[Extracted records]

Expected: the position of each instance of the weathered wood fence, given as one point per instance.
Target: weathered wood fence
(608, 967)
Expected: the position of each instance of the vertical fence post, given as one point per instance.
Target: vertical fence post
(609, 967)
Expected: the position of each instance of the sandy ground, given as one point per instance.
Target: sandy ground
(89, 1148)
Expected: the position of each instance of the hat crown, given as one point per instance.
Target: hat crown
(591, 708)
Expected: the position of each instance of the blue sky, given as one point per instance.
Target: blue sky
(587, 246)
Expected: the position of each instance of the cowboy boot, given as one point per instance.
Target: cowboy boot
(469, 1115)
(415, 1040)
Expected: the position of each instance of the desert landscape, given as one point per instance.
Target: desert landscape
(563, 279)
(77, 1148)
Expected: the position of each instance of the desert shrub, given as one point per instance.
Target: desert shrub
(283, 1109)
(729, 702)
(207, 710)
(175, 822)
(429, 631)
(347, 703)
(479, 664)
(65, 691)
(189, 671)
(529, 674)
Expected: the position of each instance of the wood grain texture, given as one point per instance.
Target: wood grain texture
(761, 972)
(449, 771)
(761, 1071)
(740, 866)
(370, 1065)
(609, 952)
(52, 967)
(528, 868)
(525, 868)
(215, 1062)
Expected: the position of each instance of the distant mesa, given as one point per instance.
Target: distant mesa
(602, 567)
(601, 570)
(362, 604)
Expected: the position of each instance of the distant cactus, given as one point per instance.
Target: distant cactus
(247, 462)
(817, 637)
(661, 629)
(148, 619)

> Exercise goal: As the answer, set down only the lines from the data above between the one holding "Expected: the position of each instance of the hat" and the one holding "cactus, given as one point per instance.", inclusive, exactly as they read.

> Exercise answer:
Expected: the position of each instance of the hat crown, given as one point per instance.
Target: hat crown
(591, 708)
Expected: the position of each instance of the blue sky, given as one point per instance.
Target: blue sky
(587, 246)
Expected: the position of each instance of the cowboy boot, given as one point per instance.
Target: cowboy boot
(469, 1115)
(415, 1040)
Expected: the position of each instance of the desert landscape, given as one point per instance.
Target: desert landscape
(563, 279)
(77, 1148)
Expected: the position of each instance of the desert shrub, given as one point per instance.
Target: desert shrub
(283, 1109)
(729, 702)
(207, 710)
(175, 822)
(429, 631)
(347, 703)
(479, 664)
(65, 691)
(189, 671)
(529, 674)
Expected: the position of each instance of the wood grain texture, given as one point per instance.
Target: wood grain texture
(761, 972)
(449, 771)
(761, 1071)
(740, 866)
(370, 1065)
(609, 952)
(52, 967)
(528, 868)
(525, 868)
(215, 1062)
Expected: the position of each instance of the distant mesa, given as one point per instance.
Target: distant mesa
(602, 567)
(601, 570)
(362, 604)
Expected: the position of each instance of the distant cactus, given as one point per instance.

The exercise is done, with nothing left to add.